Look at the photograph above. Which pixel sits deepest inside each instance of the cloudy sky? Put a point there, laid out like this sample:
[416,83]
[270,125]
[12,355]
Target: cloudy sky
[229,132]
________________
> Work to complete:
Transcribe every record exactly, keeping each line as it is.

> Response:
Look at the photograph above. Which pixel sits deepest inside each instance of the cloudy sky? Put a point there, laid out like this sample:
[416,83]
[270,125]
[12,355]
Target: cloudy sky
[229,132]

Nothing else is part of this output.